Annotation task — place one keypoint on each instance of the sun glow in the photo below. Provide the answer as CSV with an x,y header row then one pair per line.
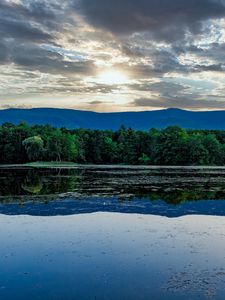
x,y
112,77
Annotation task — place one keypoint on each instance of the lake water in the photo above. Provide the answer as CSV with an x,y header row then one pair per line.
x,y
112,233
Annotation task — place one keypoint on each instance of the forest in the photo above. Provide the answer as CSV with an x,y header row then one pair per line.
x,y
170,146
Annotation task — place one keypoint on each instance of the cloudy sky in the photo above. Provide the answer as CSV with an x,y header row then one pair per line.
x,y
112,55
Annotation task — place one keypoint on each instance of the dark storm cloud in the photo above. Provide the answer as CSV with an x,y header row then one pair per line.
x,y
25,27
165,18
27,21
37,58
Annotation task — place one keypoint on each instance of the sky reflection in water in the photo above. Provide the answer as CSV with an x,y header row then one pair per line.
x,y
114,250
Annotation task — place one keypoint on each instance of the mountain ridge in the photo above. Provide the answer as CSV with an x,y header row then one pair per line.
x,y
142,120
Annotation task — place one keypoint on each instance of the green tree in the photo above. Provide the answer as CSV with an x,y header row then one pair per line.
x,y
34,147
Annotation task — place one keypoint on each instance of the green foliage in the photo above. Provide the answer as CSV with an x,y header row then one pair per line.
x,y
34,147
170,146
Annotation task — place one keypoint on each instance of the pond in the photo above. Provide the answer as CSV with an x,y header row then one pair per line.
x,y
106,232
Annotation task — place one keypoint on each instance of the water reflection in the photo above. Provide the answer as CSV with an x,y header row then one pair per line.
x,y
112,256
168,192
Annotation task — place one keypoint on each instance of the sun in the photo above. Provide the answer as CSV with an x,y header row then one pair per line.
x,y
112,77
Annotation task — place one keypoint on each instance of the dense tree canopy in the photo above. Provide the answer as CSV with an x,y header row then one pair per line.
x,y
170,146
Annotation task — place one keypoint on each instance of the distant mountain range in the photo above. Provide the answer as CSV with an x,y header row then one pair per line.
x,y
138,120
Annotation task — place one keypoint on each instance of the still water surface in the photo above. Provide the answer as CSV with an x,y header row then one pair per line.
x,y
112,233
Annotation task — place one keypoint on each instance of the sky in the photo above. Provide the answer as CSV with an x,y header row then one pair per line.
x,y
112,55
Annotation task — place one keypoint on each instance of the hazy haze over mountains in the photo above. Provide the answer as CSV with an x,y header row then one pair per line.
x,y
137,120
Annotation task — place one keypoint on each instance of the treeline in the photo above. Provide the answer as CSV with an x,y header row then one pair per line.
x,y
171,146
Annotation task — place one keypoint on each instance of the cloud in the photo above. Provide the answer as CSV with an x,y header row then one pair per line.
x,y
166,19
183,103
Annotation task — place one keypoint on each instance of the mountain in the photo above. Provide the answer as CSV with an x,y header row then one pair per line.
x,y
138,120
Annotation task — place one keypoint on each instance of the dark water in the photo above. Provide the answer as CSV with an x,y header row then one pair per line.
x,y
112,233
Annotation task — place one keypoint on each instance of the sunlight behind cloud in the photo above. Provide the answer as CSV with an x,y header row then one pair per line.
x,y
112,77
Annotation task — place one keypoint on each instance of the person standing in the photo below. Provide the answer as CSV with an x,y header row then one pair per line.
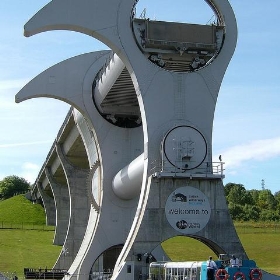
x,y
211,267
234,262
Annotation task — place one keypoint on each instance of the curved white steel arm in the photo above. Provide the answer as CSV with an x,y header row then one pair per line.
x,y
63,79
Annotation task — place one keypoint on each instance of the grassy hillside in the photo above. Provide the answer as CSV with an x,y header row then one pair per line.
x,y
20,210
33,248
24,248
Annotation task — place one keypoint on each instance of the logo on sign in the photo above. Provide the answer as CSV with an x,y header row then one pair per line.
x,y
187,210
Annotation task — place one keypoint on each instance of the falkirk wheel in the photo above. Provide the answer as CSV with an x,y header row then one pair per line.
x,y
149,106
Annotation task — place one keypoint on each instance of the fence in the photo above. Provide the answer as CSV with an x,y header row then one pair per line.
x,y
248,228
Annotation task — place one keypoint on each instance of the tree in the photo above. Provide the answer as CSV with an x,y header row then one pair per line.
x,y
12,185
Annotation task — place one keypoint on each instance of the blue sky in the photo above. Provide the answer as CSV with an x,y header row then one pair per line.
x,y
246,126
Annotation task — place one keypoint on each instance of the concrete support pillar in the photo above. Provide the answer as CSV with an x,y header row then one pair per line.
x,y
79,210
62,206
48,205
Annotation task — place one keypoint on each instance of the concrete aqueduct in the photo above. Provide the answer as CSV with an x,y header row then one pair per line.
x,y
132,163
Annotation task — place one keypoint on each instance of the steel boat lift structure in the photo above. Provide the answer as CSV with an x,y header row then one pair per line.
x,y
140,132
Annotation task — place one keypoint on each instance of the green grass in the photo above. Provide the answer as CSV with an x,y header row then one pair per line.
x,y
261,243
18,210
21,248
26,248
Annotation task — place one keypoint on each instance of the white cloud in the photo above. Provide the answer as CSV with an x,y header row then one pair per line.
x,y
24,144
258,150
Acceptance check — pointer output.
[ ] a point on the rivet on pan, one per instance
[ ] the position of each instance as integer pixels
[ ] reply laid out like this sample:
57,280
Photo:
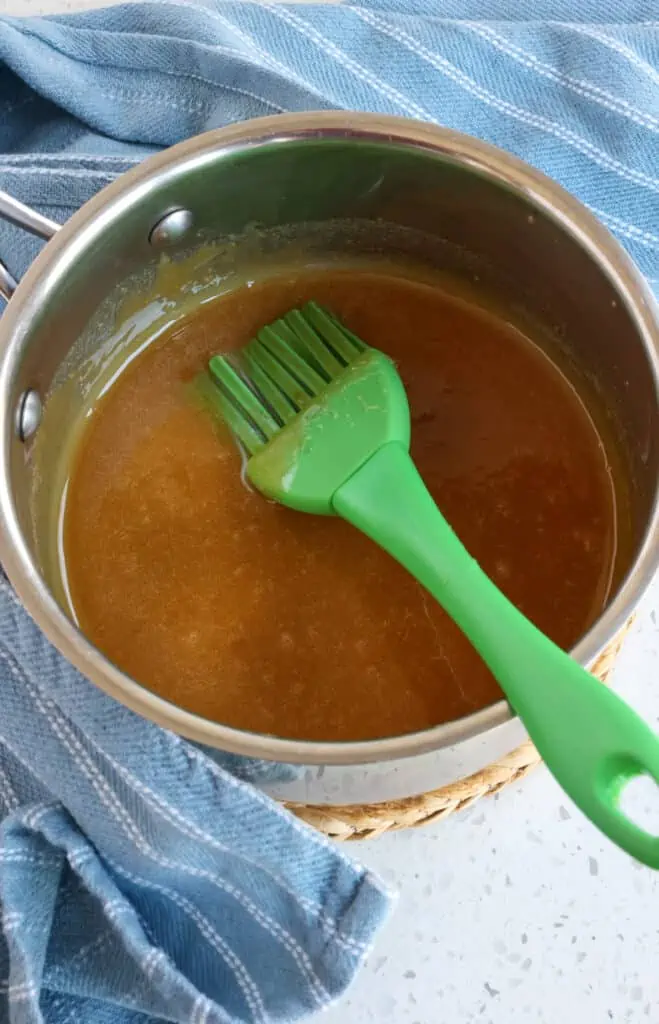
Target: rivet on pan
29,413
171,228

━━━━━━━━━━━━━━━━━━━━━━━━━━━━━━

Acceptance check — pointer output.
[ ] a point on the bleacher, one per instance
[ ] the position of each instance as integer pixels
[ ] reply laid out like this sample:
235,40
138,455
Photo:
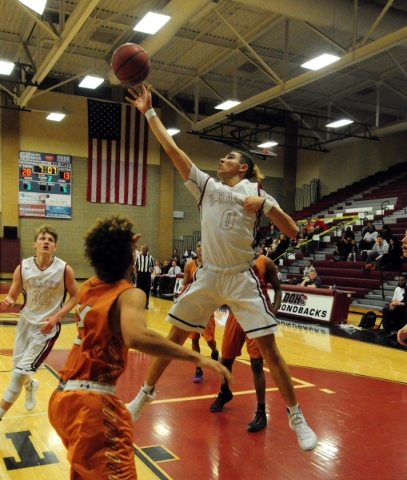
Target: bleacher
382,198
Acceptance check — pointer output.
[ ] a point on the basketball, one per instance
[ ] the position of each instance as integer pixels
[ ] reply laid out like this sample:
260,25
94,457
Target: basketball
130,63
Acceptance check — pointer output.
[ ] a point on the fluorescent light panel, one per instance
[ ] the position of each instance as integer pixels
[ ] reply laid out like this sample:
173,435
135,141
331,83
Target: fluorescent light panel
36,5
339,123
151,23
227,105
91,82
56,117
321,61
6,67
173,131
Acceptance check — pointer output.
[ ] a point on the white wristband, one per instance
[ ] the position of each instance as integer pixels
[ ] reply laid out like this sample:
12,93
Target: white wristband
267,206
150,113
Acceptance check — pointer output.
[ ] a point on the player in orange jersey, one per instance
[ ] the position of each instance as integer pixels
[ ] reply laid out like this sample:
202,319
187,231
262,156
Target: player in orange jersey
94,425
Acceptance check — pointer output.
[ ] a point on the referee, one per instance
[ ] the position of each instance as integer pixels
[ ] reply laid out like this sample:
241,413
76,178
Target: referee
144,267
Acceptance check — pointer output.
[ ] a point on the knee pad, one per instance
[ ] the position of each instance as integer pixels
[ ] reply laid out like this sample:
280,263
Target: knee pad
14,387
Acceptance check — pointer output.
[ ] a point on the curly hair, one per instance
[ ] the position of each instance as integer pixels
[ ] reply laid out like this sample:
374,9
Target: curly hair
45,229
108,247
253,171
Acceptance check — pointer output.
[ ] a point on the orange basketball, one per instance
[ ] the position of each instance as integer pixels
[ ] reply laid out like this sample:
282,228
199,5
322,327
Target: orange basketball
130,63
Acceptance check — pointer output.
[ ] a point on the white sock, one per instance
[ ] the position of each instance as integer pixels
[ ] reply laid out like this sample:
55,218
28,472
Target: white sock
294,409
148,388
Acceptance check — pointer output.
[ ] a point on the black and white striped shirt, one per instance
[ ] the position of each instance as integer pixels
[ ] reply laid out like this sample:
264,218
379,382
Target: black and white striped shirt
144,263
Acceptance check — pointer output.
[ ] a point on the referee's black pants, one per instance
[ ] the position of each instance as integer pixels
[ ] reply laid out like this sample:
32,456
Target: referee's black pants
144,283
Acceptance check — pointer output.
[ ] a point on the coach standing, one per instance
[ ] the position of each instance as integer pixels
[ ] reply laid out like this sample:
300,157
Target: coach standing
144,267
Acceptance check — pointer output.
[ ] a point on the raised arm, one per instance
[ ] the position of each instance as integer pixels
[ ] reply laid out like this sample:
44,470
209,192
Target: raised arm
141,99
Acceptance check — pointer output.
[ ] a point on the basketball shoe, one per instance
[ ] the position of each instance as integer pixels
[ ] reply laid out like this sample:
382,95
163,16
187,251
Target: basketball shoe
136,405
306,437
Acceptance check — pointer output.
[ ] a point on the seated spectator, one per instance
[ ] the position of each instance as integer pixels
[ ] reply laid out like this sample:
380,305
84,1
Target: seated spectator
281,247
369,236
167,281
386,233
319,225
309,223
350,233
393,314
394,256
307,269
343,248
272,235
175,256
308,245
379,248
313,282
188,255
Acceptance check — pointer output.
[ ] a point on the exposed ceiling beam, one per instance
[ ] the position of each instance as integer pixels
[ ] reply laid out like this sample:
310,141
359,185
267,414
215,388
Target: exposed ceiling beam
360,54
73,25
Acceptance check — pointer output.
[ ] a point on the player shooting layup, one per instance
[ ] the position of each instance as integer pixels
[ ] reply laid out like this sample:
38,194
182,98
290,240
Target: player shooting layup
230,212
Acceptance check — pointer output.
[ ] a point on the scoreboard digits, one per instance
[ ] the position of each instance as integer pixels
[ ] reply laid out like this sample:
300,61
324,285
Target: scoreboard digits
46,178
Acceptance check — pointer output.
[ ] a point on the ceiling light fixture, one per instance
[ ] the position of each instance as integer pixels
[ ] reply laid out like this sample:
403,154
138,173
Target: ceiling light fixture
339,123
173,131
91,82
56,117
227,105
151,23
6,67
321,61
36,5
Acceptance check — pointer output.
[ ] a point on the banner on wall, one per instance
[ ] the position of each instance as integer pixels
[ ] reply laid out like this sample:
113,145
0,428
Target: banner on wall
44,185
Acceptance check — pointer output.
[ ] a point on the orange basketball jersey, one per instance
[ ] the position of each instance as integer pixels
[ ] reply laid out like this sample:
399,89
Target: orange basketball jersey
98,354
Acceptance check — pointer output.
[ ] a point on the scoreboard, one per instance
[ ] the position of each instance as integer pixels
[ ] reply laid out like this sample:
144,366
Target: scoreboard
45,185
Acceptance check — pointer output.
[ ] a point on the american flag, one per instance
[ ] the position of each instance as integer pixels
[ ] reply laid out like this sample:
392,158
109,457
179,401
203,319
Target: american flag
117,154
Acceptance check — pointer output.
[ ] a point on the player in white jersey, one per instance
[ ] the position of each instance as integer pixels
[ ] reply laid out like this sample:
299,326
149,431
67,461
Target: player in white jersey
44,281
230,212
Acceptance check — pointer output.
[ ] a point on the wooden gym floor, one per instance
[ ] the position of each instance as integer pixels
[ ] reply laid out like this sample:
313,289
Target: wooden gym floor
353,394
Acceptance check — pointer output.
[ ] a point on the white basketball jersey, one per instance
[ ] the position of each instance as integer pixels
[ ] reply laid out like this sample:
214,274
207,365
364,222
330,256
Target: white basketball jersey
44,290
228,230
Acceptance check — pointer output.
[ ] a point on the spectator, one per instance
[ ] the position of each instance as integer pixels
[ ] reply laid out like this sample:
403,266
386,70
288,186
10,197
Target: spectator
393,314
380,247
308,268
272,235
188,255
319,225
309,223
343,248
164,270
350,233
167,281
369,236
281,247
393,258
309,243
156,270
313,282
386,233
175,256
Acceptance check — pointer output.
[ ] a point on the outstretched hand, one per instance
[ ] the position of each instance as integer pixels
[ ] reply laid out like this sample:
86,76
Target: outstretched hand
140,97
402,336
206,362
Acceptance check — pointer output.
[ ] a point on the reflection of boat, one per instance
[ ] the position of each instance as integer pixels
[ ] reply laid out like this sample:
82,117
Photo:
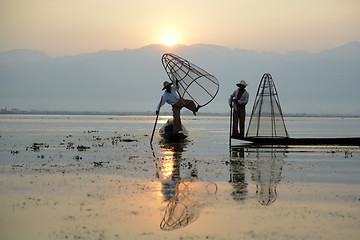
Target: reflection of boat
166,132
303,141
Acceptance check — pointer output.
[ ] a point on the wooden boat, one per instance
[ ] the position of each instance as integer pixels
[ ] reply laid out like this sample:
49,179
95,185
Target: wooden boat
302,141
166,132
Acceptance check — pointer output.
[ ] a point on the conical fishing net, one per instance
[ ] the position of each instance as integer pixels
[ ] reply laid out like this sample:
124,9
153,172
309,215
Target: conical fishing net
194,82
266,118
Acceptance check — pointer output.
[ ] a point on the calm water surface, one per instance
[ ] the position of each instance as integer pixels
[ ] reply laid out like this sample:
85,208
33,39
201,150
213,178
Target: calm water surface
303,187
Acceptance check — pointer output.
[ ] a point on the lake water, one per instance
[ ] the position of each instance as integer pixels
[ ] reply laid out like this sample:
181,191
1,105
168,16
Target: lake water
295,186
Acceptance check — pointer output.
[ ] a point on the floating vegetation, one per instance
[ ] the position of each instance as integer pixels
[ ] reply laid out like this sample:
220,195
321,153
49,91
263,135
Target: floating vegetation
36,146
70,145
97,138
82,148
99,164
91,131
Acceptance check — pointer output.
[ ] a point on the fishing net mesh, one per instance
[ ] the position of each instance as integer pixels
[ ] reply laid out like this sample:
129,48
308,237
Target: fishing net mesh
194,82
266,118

━━━━━━━━━━━━━━━━━━━━━━━━━━━━━━

**EXERCISE REQUIREMENTS**: Extract the lines of the preceding material that run from the line with "[ ] a point on the coach" through the line with "[ ] a point on the player shooting", inclusive, reproducing them exactly and adding nothing.

**PROBLEM SOLUTION**:
[ ] a point on the coach standing, one per instance
[ ] the position of each instance as integer pixels
[ ] reply laid out like this sample:
300,157
Target: coach standing
144,267
Acceptance check — pointer output.
[ ] a point on the raised arm, one per instance
[ ] the position of each instance as integer pixels
[ ] reply laid out like this sample:
44,470
209,192
Target: raised arm
141,99
Acceptance check — pointer output.
[ ] a point on the basketball shoe, one per instance
[ ] the position of each instance as integer pixels
[ ] reply laid out like this sample:
382,95
163,16
187,251
Target: basketball shoe
136,405
306,437
Acceptance check — pointer output.
[ ] a point on the seated spectator, one per instance
[ ] the position of each instance as integer pixels
[ ] reply laid out like this sample:
380,305
84,1
Target: seated spectator
281,247
369,236
167,281
386,233
319,225
309,223
350,233
393,314
394,256
307,269
343,248
272,235
175,256
308,245
379,248
313,282
188,255
Acceptance check — pointer output.
[ ] a point on the exposed ceiling beam, one per instance
[ ] the position of each instance as integer pixels
[ ] reply laid out like this sample:
310,141
359,185
267,414
215,388
Target: exposed ceiling beam
360,54
73,25
Acceptance check — pointer output.
[ ] a point on the player shooting layup, one per instance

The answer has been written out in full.